:: Stated problem ::
Answer these questions using the thread about buying a TiVo HD.
(a) What price does Amazon list for the TiVo HD?
(b) According to rainwater, what is the one thing needed to activate service on tivo.com?
(c) According to alyssa, how much would the refurbished unit from TiVo save?

:: Text shown ::
━━━━

I tend to get really upset with myself if I buy something and then find it considerably cheaper elsewhere. I need a TiVo HD and nothing else (wireless, etc).

Amazon has them for $260. Is that about as good as it gets?

I'll probably get the 3-yr prepaid service plan @ $299 from tivo.com. Is that something I pay for after I get my TiVo from Amazon (or wherever)?


----------



## rainwater (Sep 21, 2004)

jhawkstew said:


> I'll probably get the 3-yr prepaid service plan @ $299 from tivo.com. Is that something I pay for after I get my TiVo from Amazon (or wherever)?


Yes. If you buy a box from anywhere other than TiVo.com, then you can go online once you get the TiVo and activate the service on tivo.com with whatever plans they have available. All you will need is the TSN which is written on the TiVo and in System Information.


----------



## alyssa (Dec 7, 2003)

You might want to look at the refurbed from tivo. You've got to lock in a pricing package but it'll save you 60 bucks.

http://www.tivo.com/promo/factory_renewed_dvr.html

Altho I'm in the market for a HD unit-I've decided to pass because I'm gonna be transferring my MSD of $6.95 on to the new unit. I most likely will be getting the amazon deal.


----------



## 171176 (Mar 26, 2007)

━━━━

Data listing:
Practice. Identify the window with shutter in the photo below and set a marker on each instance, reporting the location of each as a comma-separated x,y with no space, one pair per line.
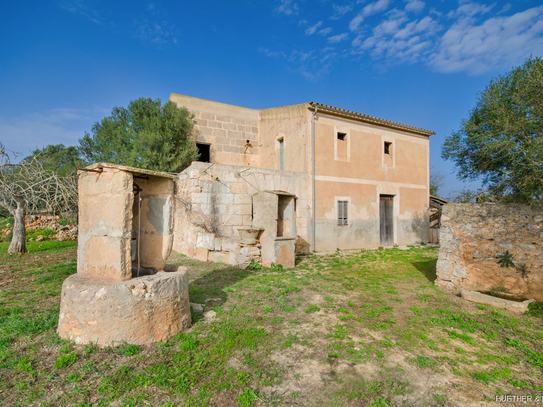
342,213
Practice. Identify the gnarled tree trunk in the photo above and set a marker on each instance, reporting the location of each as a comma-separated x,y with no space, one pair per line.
18,241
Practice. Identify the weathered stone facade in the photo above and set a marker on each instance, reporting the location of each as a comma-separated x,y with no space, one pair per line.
125,218
360,163
213,201
473,235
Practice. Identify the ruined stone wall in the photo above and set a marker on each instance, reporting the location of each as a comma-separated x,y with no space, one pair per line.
232,131
213,201
473,235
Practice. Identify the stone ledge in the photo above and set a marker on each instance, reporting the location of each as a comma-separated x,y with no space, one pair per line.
478,297
139,311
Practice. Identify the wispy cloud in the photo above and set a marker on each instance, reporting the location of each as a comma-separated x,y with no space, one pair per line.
470,9
496,43
311,30
82,7
338,38
287,7
325,31
414,5
63,125
153,26
370,9
272,54
472,37
340,11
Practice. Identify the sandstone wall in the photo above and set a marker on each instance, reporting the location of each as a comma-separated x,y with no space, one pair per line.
214,200
231,130
473,235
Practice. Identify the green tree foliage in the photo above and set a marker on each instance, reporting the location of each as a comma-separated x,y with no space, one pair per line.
56,157
501,142
144,135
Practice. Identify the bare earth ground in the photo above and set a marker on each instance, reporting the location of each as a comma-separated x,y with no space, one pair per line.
347,329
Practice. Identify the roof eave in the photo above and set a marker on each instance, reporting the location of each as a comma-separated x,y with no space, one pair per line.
370,119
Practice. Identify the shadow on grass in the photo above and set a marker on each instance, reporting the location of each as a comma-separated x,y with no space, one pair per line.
210,281
427,269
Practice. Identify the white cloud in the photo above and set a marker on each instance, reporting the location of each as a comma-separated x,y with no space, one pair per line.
474,38
153,26
287,7
497,43
470,9
337,38
370,9
340,11
505,8
325,31
311,30
54,126
83,8
414,5
272,54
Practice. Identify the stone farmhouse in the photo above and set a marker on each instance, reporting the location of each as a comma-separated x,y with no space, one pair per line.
305,177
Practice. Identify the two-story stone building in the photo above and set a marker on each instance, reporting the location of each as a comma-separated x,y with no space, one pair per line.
312,175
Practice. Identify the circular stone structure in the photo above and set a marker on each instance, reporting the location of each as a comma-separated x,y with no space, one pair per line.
139,311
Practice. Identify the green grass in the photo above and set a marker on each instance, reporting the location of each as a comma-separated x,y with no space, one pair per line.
279,337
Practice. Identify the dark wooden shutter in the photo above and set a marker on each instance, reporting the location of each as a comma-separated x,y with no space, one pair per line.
386,220
342,213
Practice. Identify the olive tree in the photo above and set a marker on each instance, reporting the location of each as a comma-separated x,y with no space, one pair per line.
28,186
501,141
144,135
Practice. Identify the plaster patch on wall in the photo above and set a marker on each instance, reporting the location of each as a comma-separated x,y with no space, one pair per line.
159,215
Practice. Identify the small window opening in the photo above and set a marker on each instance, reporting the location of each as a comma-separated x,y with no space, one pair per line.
205,152
342,213
388,147
281,154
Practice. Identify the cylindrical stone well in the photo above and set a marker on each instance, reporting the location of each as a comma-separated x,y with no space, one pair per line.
139,311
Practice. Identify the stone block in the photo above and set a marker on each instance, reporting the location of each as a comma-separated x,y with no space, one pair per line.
224,199
218,132
201,254
459,271
214,124
234,135
201,198
205,240
233,220
511,304
239,188
109,214
243,199
240,209
139,311
229,244
233,149
104,257
155,250
109,181
241,259
218,257
227,119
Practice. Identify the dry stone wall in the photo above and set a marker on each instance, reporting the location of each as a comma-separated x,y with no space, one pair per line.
234,140
473,235
213,201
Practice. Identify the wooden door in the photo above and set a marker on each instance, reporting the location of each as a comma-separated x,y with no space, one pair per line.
386,220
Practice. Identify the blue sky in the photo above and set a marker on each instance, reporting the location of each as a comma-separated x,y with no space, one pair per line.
64,64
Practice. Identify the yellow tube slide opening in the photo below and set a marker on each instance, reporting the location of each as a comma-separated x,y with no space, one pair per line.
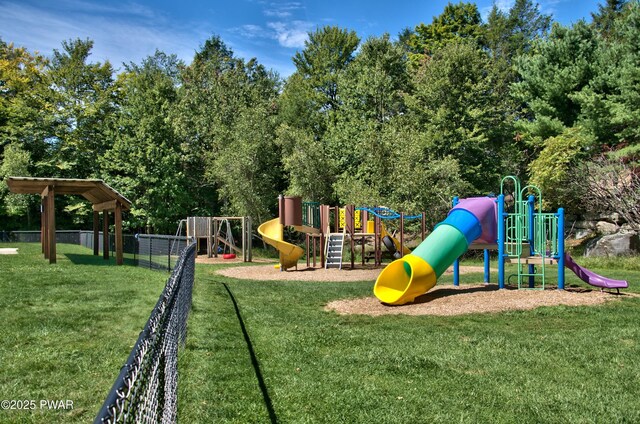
403,280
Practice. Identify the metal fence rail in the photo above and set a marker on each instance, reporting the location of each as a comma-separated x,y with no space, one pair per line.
146,250
146,391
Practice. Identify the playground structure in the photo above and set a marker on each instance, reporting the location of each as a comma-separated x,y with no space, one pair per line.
525,236
216,232
329,228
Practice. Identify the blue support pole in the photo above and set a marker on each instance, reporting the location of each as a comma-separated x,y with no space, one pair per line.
531,236
501,241
487,272
456,263
561,249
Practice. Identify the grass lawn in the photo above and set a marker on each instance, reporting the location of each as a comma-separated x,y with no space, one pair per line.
67,328
305,365
269,352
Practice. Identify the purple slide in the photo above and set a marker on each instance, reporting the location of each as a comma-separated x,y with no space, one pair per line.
591,277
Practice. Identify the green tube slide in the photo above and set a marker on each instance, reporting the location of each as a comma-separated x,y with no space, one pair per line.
416,273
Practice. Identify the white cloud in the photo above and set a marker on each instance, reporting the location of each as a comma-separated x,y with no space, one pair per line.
291,34
250,31
127,34
503,6
282,10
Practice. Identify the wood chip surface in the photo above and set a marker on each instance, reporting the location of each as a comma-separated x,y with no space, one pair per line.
442,300
472,299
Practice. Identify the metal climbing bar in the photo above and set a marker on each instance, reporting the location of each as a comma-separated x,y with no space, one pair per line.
146,391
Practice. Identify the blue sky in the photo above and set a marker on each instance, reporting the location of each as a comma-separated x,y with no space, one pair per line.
270,30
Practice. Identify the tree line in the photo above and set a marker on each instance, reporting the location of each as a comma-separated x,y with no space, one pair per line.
443,109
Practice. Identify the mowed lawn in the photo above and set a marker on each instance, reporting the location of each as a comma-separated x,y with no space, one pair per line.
268,351
67,329
285,359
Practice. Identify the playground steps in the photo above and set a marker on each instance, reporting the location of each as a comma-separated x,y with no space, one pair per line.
333,257
533,260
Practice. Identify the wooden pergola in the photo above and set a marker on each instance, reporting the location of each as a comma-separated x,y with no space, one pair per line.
103,198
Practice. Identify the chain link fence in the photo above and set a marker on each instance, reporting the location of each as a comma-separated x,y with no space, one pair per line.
146,250
146,391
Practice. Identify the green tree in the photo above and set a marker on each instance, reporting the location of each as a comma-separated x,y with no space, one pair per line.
145,162
24,126
564,64
604,19
25,115
224,115
327,52
83,96
460,113
15,162
372,90
458,22
308,107
511,34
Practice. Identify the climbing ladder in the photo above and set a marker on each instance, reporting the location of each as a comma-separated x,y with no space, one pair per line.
531,237
333,250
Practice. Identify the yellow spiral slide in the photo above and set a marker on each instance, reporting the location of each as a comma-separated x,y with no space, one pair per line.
272,233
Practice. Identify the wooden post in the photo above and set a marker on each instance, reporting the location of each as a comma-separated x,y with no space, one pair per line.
313,239
378,247
324,226
43,225
44,230
401,234
216,230
105,234
51,224
96,233
119,247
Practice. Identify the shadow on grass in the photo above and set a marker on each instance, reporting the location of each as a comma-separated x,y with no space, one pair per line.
440,293
254,360
77,259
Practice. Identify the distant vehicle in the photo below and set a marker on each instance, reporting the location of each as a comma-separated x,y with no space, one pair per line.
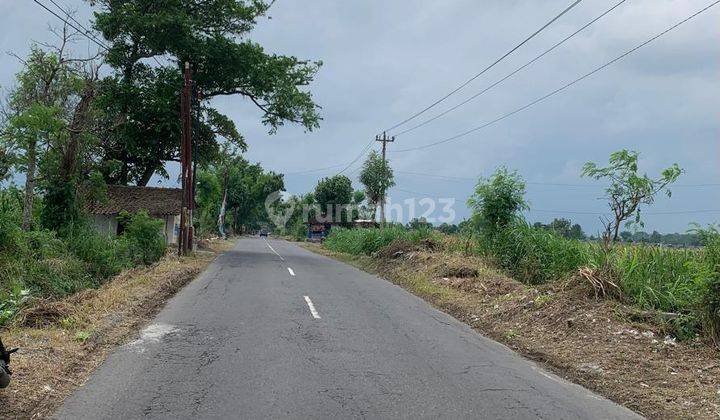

━━━━

:: Worked answer ::
(a) $260
(b) The TSN, which is written on the TiVo and shown in System Information
(c) 60 bucks